##### Recorded data

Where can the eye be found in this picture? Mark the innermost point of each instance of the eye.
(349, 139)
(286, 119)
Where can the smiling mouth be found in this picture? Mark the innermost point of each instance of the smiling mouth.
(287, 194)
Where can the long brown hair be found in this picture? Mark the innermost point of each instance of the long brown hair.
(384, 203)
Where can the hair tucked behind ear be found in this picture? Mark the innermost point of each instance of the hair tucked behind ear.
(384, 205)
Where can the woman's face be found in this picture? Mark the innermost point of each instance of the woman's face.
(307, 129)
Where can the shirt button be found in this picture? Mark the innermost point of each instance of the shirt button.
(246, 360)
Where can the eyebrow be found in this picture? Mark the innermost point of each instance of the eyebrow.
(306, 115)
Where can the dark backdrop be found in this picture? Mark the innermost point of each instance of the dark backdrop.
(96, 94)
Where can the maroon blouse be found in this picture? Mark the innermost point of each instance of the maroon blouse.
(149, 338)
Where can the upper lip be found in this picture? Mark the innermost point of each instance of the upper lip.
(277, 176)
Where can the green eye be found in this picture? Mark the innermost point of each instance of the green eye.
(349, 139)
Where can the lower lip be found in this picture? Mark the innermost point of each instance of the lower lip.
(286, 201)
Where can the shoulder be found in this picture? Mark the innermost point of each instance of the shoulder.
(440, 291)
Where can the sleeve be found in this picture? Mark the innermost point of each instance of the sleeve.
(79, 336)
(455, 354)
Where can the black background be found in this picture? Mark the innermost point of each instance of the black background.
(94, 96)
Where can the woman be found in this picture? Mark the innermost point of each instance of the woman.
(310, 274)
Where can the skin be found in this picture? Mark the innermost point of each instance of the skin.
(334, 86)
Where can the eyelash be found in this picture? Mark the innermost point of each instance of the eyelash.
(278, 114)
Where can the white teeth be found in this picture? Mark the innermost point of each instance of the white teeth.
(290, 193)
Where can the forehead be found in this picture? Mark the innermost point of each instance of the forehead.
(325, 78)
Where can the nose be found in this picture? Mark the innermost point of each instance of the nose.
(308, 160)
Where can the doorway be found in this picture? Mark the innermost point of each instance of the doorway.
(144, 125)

##########

Nothing in the entries should be skipped. Output them all exactly.

# Result of the exercise
Where can the eye be found in this picture? Mark the innermost point of each instance of the eye.
(349, 139)
(286, 119)
Where can the smiling mouth be found in this picture? Mark the innermost point of each instance of the smiling mouth.
(287, 194)
Where can the long brown hair be found in this picture? Mark the innermost point of each instance of the long brown hair.
(384, 203)
Where can the hair tucked behind ear be found in this picture? Mark the innermost point of each instance of the hair tucked behind ear.
(384, 205)
Where can the woman's face be found in this picture? Mark the innermost point of each instance of the woman's face.
(307, 129)
Where can the shirt button be found in this picture? Mark the innermost point of each instance of the shirt button.
(246, 360)
Where can the eyebrow be found in this picture? Mark the innermost point of each instance of the eyebrow.
(306, 115)
Where can the dark backdrop be found in this picture? Mark the innermost point of each instance of the dark backdrop.
(96, 94)
Where can the maroon blouse be found in this picture? Mark the innermost point of each instance of the maroon blouse.
(149, 338)
Where can the upper lip be found in this picture? Mark the innermost point of each instance of the upper lip.
(277, 176)
Where can the green eye be found in this picture? Mark the innermost point of each instance of the green eye.
(349, 139)
Where can the lower lip be found in this picture? Mark the innermost point of each instance of the lower lip.
(286, 201)
Where can the shoulder be found in this picture? Mark the innermost point of each instance of the shoulder.
(440, 291)
Where can the sleeve be found in this picture? Mark the innermost point of each instance of the sleeve.
(79, 336)
(455, 354)
Where can the black background be found in this picture? Mark the innermost point of each instance of the black background.
(94, 96)
Where can the woman be found in this picture? Mark the innermost point of each instance of the woman.
(310, 274)
Where can the skin be found in this picture? Mark the innermost point of each instance of the skin.
(334, 86)
Where can the eyelash be found in this picture? Mark the innermost point of each instance of the eyelash.
(278, 114)
Where can the white teeth be found in this picture? Mark the innermost point of each instance of the white teeth.
(290, 193)
Where can the forehead be found in this picture? Mark the innermost point of each instance of the forehead.
(325, 78)
Where can the nose be found in this picture? Mark the innermost point of each instance of the nose.
(308, 160)
Where can the doorway be found in this picture? Mark the innermost point of each instance of the doorway.
(144, 125)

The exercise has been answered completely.